Contour annotation records
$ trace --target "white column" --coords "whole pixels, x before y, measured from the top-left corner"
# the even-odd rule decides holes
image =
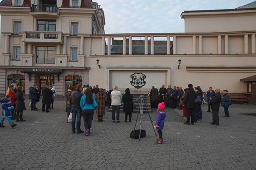
[[[108,55],[111,54],[111,40],[110,39],[110,37],[108,36]]]
[[[102,36],[101,43],[101,55],[105,55],[105,37]]]
[[[218,35],[218,54],[221,54],[221,35]]]
[[[145,55],[148,55],[148,36],[145,36],[145,51],[144,52],[144,53]]]
[[[83,55],[84,48],[84,38],[81,36],[80,37],[80,54]]]
[[[28,53],[32,54],[32,44],[28,44]]]
[[[252,53],[255,53],[255,34],[252,35]]]
[[[129,55],[133,54],[133,44],[131,36],[129,37]]]
[[[126,37],[123,37],[123,55],[126,54]]]
[[[64,36],[63,40],[63,54],[67,54],[67,36]]]
[[[22,51],[21,52],[22,54],[26,53],[26,43],[22,42]]]
[[[177,54],[177,37],[176,35],[174,35],[173,36],[173,54],[174,55],[176,55]]]
[[[166,54],[170,55],[170,35],[168,35],[166,37]]]
[[[196,35],[193,36],[193,54],[197,53],[197,37]]]
[[[247,54],[248,53],[248,34],[246,34],[244,35],[244,53]]]
[[[154,36],[151,36],[151,38],[150,38],[150,53],[151,55],[154,55],[155,53],[154,45]]]
[[[203,37],[202,35],[199,36],[199,54],[203,54]]]
[[[225,35],[225,54],[228,54],[228,35]]]
[[[57,54],[60,54],[60,44],[57,45]]]
[[[4,53],[9,53],[9,35],[5,35],[5,47]]]

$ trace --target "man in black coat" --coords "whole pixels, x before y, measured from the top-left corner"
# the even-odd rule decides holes
[[[197,93],[194,90],[193,85],[189,84],[188,85],[188,90],[185,94],[183,101],[183,105],[186,106],[187,110],[187,121],[185,124],[189,125],[190,117],[191,117],[191,124],[195,122],[194,112],[195,108],[195,100],[197,98]]]
[[[219,92],[219,88],[217,88],[214,90],[215,95],[212,98],[210,104],[212,105],[212,112],[213,113],[213,122],[211,122],[213,125],[218,126],[218,111],[219,106],[221,102],[221,95]]]
[[[167,90],[164,87],[164,85],[162,85],[162,87],[159,89],[159,93],[160,93],[160,102],[164,102],[165,95],[167,93]]]
[[[154,86],[152,86],[151,90],[150,90],[150,93],[149,93],[151,108],[158,108],[158,89],[155,88]]]
[[[43,96],[42,100],[42,111],[45,111],[45,104],[46,105],[46,112],[49,112],[49,108],[50,108],[50,104],[52,103],[52,95],[53,92],[49,88],[49,85],[45,85],[45,88],[43,89],[42,91],[42,95]]]

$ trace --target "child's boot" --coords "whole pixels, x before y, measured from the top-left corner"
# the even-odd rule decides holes
[[[12,128],[15,127],[17,125],[17,124],[14,124],[13,122],[12,122],[12,124],[11,124]]]

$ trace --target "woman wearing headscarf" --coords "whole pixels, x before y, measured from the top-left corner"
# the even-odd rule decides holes
[[[127,88],[125,89],[125,94],[123,95],[123,112],[125,117],[125,122],[127,122],[128,116],[129,115],[129,121],[132,122],[132,113],[133,112],[133,95],[130,93],[130,89]]]
[[[12,96],[12,99],[11,99],[11,104],[13,106],[14,109],[11,110],[12,113],[12,118],[11,119],[15,119],[16,118],[16,115],[14,114],[14,110],[15,109],[15,104],[16,102],[16,95],[14,92],[14,85],[10,85],[8,87],[7,91],[6,92],[6,95],[9,95]]]
[[[104,89],[100,88],[99,91],[95,96],[95,100],[97,102],[96,107],[96,115],[98,117],[98,121],[103,121],[103,116],[105,115],[105,102],[107,97],[104,94]]]

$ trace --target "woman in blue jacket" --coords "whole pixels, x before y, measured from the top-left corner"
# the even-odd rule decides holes
[[[85,93],[82,96],[80,101],[80,107],[82,110],[83,123],[85,128],[85,136],[91,134],[90,129],[92,126],[92,120],[94,114],[94,109],[97,106],[95,99],[93,97],[92,92],[89,88],[85,90]]]

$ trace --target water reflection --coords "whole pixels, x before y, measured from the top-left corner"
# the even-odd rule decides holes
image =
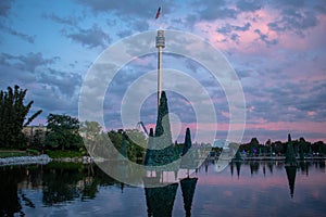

Description of the task =>
Rewrite the data above with "even-odd rule" replaced by "nonzero winding rule" everywhere and everything else unchanged. Leave the pictures out of your answer.

Output =>
$ trace --target "white column" --coords "whole pixels, x before y, measured from the top-left corner"
# the nonzero winding rule decides holes
image =
[[[108,55],[111,54],[111,40],[110,39],[110,37],[108,36]]]
[[[102,36],[101,43],[101,55],[105,55],[105,37]]]
[[[218,35],[218,54],[221,54],[221,35]]]
[[[145,55],[148,55],[148,36],[145,36],[145,51],[144,52],[144,53]]]
[[[83,55],[84,48],[84,38],[81,36],[80,37],[80,54]]]
[[[28,53],[32,54],[32,44],[28,44]]]
[[[252,53],[255,53],[255,34],[252,35]]]
[[[129,55],[133,54],[133,44],[131,36],[129,37]]]
[[[126,37],[123,37],[123,55],[126,54]]]
[[[64,36],[63,40],[63,54],[67,54],[67,36]]]
[[[22,51],[21,52],[22,54],[26,53],[26,43],[22,42]]]
[[[177,54],[177,37],[176,35],[174,35],[173,36],[173,54],[174,55],[176,55]]]
[[[166,54],[170,55],[170,35],[168,35],[166,37]]]
[[[196,35],[193,36],[193,54],[197,53],[197,37]]]
[[[247,54],[248,53],[248,34],[246,34],[244,35],[244,53]]]
[[[154,36],[151,36],[151,38],[150,38],[150,53],[151,55],[154,55],[155,53],[154,45]]]
[[[203,37],[202,35],[199,36],[199,54],[203,54]]]
[[[225,35],[225,54],[228,54],[228,35]]]
[[[57,54],[60,54],[60,44],[57,45]]]
[[[4,53],[9,53],[9,35],[5,35],[5,47]]]

$ trace --target "man in black coat" --coords "whole pixels, x before y, measured from the top-left corner"
# the nonzero winding rule decides holes
[[[197,93],[194,90],[193,85],[189,84],[188,85],[188,90],[185,94],[183,101],[183,105],[186,106],[187,110],[187,121],[185,124],[189,125],[190,117],[191,117],[191,124],[195,122],[194,112],[195,108],[195,100],[197,98]]]
[[[219,92],[219,88],[217,88],[214,90],[215,95],[212,98],[210,104],[212,105],[212,112],[213,113],[213,122],[211,122],[213,125],[218,126],[218,111],[219,106],[221,102],[221,95]]]
[[[167,90],[164,87],[164,85],[162,85],[162,87],[159,89],[159,93],[160,93],[160,102],[164,102],[165,95],[167,93]]]
[[[154,86],[152,86],[151,90],[150,90],[150,93],[149,93],[151,108],[158,108],[158,89],[155,88]]]
[[[43,96],[42,100],[42,111],[45,111],[45,104],[46,105],[46,112],[49,112],[49,108],[50,108],[50,104],[52,103],[52,95],[53,92],[49,88],[49,85],[45,85],[45,88],[43,89],[42,91],[42,95]]]

$ trace --target "child's boot" --coords "whole pixels, x before y, measured from the top-left corner"
# the nonzero winding rule decides holes
[[[12,128],[15,127],[17,125],[17,124],[14,124],[13,122],[12,122],[12,124],[11,124]]]

$ trace --target "woman wearing headscarf" --coords "whole pixels, x before y, measured from the top-left corner"
# the nonzero winding rule decides holes
[[[127,88],[125,89],[125,94],[123,95],[123,112],[125,117],[125,122],[127,122],[128,116],[129,115],[129,121],[132,122],[132,113],[133,112],[133,95],[130,93],[130,89]]]
[[[12,96],[12,99],[11,99],[11,104],[13,106],[14,109],[11,110],[12,113],[12,118],[11,119],[15,119],[16,118],[16,115],[14,114],[14,110],[15,109],[15,104],[16,102],[16,95],[14,92],[14,85],[10,85],[8,87],[7,91],[6,92],[6,95],[9,95]]]
[[[104,89],[100,88],[99,91],[95,96],[95,100],[97,102],[96,107],[96,115],[98,117],[98,121],[103,121],[103,116],[105,115],[105,102],[107,97],[104,94]]]

$ trace --target "woman in blue jacket" --coords "whole pixels, x before y, measured from the top-left corner"
# the nonzero winding rule decides holes
[[[85,93],[82,96],[80,101],[80,107],[82,110],[83,123],[85,128],[85,136],[91,134],[90,129],[92,126],[92,120],[94,114],[94,109],[97,106],[95,99],[93,97],[92,92],[89,88],[85,90]]]

$ trace --target water reflection --coords "whole pixels, x before y, measured from the top-left corner"
# the nonzero winding rule decides holes
image =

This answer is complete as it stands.